• 課題の内容:
所有権留保についての文章の「所有権留保は、売買契約時に売」から「販会社等が所有者となります。」までを、両はしの言葉も含めて書き直してください。その際、「割賦販売」を「分割払い」に置きかえてください。

所有権留保は、売買契約時に売主が売買代金の全額が支払われる前に商品を買主に引き渡す場合に、代金が完済されるまで売主が商品の所有権を自己に留保する(とどめおく)という特約を交わすことにより行われます。

売買代金の担保として割賦販売(ローン)の際に多く用いられ、信販会社等が売買代金の立替を行った場合には、信販会社等が所有者となります。

自動車登録においては、信販会社や自動車販売会社を所有者、購入者を使用者とする登録をしますので、所有権が留保されていることが明白となります。

所有権留保は買主が代金を完済した時点で解除され、所有権は買主に移動します。

自動車においても代金完済の時点で所有権は買主に移動しますが、何もしなければ自動車登録上は使用者のままなので、買主を所有者に変更する所有権解除をする必要があります。

• データの抜粋:
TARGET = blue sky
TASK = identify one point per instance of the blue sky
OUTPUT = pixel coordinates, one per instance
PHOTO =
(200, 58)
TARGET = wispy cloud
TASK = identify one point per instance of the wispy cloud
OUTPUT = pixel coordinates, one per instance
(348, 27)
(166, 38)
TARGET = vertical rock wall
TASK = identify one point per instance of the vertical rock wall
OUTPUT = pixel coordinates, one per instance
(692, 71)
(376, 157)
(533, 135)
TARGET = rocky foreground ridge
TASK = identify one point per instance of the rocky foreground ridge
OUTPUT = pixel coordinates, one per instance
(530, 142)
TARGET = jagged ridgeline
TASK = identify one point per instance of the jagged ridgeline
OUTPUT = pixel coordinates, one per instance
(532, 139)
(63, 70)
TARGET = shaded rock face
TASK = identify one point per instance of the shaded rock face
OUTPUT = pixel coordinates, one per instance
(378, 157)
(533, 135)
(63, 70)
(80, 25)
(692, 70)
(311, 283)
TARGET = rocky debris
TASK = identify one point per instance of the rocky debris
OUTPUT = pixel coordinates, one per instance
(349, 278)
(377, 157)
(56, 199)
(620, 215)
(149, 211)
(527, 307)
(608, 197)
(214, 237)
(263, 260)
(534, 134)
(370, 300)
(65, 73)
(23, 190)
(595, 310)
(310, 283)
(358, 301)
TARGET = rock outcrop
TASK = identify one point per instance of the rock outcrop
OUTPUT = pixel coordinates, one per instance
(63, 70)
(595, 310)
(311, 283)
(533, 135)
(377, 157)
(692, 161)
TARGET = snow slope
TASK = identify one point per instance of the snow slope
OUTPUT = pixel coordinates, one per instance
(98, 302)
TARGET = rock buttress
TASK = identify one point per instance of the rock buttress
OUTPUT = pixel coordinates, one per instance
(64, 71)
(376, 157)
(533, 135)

• 解答例:
所有権留保は、売買契約時に売主が売買代金の全額が支払われる前に商品を買主に引き渡す場合に、代金が完済されるまで売主が商品の所有権を自己に留保する(とどめおく)という特約を交わすことにより行われます。

売買代金の担保として分割払い(ローン)の際に多く用いられ、信販会社等が売買代金の立替を行った場合には、信販会社等が所有者となります。